## What to work on:
Convert the data below into a JSON list of strings, one string per line, leaving out any blank lines.

[Data listing]
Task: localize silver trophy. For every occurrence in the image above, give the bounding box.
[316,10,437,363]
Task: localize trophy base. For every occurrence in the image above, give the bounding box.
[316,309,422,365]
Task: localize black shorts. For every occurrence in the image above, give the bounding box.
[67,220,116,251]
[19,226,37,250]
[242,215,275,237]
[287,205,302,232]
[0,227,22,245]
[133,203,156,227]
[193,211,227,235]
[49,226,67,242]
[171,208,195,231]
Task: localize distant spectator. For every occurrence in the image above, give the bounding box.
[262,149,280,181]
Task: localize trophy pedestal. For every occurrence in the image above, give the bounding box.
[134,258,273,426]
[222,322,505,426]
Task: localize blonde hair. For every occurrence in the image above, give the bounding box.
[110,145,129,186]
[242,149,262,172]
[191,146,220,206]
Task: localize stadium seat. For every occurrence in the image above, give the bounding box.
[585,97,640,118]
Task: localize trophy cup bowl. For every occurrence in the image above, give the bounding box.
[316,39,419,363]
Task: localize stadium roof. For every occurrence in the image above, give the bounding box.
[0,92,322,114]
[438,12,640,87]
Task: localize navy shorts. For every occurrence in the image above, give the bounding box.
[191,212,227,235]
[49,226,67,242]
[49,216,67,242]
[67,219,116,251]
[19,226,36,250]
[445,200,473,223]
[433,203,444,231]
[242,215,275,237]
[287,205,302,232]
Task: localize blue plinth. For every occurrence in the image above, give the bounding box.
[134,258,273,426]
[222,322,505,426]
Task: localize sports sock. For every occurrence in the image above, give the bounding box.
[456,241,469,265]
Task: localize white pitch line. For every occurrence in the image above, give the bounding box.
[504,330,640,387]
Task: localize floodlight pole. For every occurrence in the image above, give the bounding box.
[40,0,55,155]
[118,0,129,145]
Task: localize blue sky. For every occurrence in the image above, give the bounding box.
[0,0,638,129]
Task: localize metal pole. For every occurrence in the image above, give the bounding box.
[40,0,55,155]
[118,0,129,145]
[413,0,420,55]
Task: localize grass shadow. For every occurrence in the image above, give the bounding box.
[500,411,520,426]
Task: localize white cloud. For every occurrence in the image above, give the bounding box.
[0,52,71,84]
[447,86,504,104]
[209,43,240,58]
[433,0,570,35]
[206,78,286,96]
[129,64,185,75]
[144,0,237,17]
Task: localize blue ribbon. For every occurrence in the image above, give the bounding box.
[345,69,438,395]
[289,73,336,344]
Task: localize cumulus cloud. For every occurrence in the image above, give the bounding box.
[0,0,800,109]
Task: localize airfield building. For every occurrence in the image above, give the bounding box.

## Answer:
[
  "Task: localize silver trophy. For every occurrence in the image above, give the bounding box.",
  "[316,10,437,363]",
  "Task: localize trophy base. For every occurrence in the image above, give the bounding box.",
  "[316,309,422,365]",
  "Task: localize black shorts. For every occurrence in the image above, give the bounding box.",
  "[67,220,116,251]",
  "[19,226,37,250]",
  "[242,215,275,237]",
  "[287,205,302,232]",
  "[0,227,22,245]",
  "[133,203,156,227]",
  "[193,211,227,235]",
  "[49,226,67,242]",
  "[171,208,195,231]",
  "Task: localize distant spectator. For every occurrence in the image above, give the bounding box.",
  "[262,149,280,181]",
  "Task: localize trophy pedestal. For every occurrence in the image above, give the bounding box.",
  "[134,258,273,426]",
  "[222,322,505,426]",
  "Task: localize blonde hair. For every occurrence in the image above, give the bounding box.",
  "[110,145,129,186]",
  "[242,149,262,172]",
  "[191,146,220,206]",
  "Task: localize stadium seat. For every occurrence in the image above, give the bounding box.",
  "[585,97,640,118]",
  "Task: localize trophy cup bowl. For every occurrence in the image above, give the bounding box.",
  "[316,39,419,363]",
  "Task: localize stadium roof. For every occurrence in the image above, give the bounding box.",
  "[0,92,322,114]",
  "[438,12,640,87]",
  "Task: localize navy shorts. For every occurrence in the image above, give the bounding box.",
  "[191,212,227,235]",
  "[49,226,67,242]",
  "[49,216,67,242]",
  "[67,219,116,251]",
  "[19,226,36,250]",
  "[445,200,473,223]",
  "[433,203,444,231]",
  "[242,215,275,237]",
  "[287,205,302,232]",
  "Task: localize blue plinth. For every occurrence in the image above, give the bounding box.",
  "[134,258,273,426]",
  "[222,322,505,426]",
  "Task: localize sports sock. For every occurrence in the image above, give the bounding box.",
  "[456,241,469,265]",
  "Task: localize white pitch line. For every occurrence in the image above, give the bounding box.",
  "[504,330,640,387]",
  "Task: localize floodlight pole. For every occurrence in the image above, give the bounding box.",
  "[40,0,55,155]",
  "[118,0,129,145]",
  "Task: localize blue sky. For every occurrence in the image above, give the bounding box.",
  "[0,0,638,129]",
  "Task: localize metal pole. For every occurrence in the image above, give the bounding box.",
  "[40,0,55,155]",
  "[118,0,129,145]",
  "[413,0,420,55]",
  "Task: localize grass shadow. For every occurrence in the image above, give the bounding box.",
  "[500,411,520,426]",
  "Task: localize white cloud. For every occurrence in the image above, give the bounding box.",
  "[0,52,71,84]",
  "[447,86,504,104]",
  "[209,43,240,58]",
  "[433,0,570,35]",
  "[206,78,286,96]",
  "[129,64,185,75]",
  "[144,0,237,17]",
  "Task: localize blue ribbon. For every occurrence in the image above, give the bounding box.",
  "[345,69,438,395]",
  "[289,73,336,344]",
  "Task: localize cumulus cloud. For every occurrence in the image above, give the bounding box.",
  "[0,0,800,109]",
  "Task: localize airfield building. For every occurrence in the image above, give the bounding box."
]